▶ Aim:
Find each line in the items below that contains the word "wooden", and copy those lines out. Case counts.

════════

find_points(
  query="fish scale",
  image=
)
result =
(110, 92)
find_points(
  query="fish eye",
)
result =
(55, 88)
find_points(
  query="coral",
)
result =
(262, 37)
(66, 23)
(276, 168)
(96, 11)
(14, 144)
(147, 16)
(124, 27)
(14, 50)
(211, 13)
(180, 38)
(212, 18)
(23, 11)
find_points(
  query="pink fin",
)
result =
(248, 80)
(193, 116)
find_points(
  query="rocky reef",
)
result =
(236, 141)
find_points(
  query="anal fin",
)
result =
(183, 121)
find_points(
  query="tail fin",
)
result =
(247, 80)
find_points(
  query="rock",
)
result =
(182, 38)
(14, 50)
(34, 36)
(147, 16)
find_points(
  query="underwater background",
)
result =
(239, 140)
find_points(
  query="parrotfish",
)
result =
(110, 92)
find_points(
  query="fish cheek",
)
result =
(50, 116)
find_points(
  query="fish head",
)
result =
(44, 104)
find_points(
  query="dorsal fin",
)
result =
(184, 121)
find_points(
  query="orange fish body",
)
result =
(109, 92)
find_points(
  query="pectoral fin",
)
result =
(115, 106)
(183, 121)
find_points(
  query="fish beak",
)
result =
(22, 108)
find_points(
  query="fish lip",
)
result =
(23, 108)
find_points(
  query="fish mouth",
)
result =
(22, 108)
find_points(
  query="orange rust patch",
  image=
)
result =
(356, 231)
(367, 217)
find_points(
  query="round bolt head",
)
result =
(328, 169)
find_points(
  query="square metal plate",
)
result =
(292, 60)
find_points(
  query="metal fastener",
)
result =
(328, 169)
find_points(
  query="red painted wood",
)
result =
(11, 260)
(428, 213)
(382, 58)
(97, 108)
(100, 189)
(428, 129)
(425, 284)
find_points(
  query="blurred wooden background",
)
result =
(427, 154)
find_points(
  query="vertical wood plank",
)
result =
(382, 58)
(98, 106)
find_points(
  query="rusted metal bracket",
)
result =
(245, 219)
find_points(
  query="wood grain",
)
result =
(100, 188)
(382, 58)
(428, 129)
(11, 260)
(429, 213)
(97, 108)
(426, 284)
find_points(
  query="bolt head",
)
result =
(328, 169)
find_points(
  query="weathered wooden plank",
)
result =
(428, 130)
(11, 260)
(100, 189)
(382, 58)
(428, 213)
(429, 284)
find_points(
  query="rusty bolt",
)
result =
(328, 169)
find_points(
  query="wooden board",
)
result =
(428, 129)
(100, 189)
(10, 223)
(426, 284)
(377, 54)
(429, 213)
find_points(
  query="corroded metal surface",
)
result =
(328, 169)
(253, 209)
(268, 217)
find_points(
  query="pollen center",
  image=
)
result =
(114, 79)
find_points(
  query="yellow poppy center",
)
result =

════════

▶ Full response:
  query="blurred wooden background",
  query="weathered wooden plank",
  query="wooden board",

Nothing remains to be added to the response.